What you need to do — Express the rows below as a JSON list of strings, one string per line, from the line containing "written like (398,168)." through the end of the rows, with both ends included. Leave out blank lines.

Data provided —
########

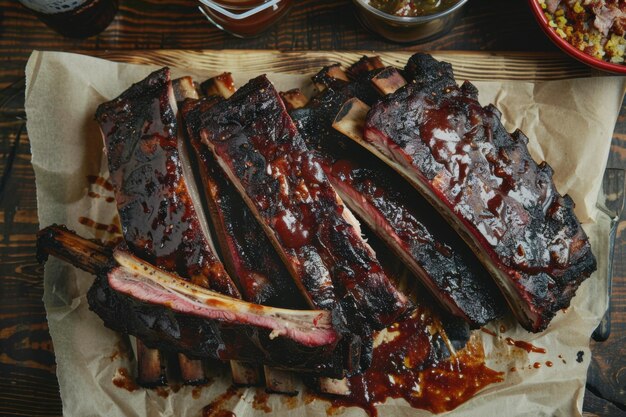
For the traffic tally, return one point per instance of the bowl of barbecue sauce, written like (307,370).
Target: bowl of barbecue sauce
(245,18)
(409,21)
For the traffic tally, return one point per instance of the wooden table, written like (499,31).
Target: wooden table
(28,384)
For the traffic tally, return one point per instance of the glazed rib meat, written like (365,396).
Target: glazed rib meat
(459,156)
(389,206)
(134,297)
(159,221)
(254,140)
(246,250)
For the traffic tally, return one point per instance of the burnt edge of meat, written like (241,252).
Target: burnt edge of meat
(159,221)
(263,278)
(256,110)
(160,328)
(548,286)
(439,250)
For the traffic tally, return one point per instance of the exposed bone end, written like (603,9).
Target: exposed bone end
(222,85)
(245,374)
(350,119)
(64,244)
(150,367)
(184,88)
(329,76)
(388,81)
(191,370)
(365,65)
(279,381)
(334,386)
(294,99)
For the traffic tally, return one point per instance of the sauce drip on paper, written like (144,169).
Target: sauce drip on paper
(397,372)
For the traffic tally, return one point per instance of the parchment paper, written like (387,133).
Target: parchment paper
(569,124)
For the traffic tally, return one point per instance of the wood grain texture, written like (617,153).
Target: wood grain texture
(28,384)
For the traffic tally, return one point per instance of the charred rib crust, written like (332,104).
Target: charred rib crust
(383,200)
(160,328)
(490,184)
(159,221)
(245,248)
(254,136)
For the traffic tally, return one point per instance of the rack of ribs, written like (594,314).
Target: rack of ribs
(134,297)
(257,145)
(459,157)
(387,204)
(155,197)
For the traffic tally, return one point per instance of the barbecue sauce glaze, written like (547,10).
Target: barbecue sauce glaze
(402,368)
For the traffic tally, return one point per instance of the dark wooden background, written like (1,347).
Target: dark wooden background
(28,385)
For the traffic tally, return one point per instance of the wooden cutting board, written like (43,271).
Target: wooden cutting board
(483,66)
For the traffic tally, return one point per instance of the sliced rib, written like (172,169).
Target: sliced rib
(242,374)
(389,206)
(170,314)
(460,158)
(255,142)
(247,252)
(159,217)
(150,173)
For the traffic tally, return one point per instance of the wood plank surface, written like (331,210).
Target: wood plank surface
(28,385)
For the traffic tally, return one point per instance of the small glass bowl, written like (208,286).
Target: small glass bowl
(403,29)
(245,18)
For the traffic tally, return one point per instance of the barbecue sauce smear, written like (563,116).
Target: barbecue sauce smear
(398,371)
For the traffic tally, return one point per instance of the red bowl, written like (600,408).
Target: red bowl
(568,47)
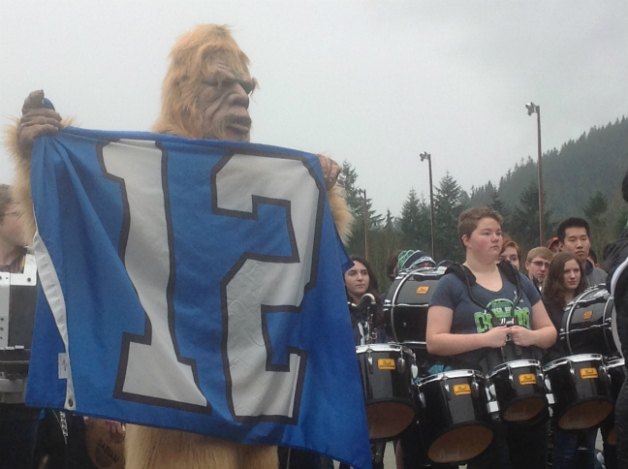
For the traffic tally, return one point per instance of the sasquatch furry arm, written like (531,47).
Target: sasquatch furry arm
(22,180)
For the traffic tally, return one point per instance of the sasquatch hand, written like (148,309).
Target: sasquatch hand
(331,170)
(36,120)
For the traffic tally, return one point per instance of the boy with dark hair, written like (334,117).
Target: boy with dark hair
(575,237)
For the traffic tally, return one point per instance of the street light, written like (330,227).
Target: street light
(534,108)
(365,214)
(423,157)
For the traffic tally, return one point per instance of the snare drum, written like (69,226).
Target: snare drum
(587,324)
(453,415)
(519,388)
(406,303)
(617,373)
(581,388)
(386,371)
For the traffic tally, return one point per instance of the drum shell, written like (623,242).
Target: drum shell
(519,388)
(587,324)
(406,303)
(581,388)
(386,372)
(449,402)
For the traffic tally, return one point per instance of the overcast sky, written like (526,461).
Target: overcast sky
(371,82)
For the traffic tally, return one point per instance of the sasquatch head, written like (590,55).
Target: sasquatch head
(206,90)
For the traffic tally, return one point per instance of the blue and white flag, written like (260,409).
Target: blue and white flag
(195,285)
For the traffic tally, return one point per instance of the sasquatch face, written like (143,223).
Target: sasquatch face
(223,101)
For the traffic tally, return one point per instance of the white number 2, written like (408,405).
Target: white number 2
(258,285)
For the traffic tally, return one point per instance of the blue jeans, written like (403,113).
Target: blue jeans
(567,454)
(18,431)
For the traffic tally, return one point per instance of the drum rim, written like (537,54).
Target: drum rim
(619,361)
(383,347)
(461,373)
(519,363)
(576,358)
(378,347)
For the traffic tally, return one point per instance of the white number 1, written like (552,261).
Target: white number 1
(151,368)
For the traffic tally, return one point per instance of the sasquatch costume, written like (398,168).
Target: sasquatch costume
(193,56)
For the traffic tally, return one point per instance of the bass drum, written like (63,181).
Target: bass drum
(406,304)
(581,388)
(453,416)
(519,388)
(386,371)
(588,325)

########

Task answer —
[
  "For the traffic tally, return one point per instance of the sasquatch costume, written like (398,168).",
  "Target: sasquatch costume",
  "(193,56)",
  "For the traffic tally, return one point per instance of the bass drum, written like (63,181).",
  "Target: bass drum",
  "(406,304)",
  "(581,388)",
  "(453,416)",
  "(519,388)",
  "(386,371)",
  "(588,325)"
]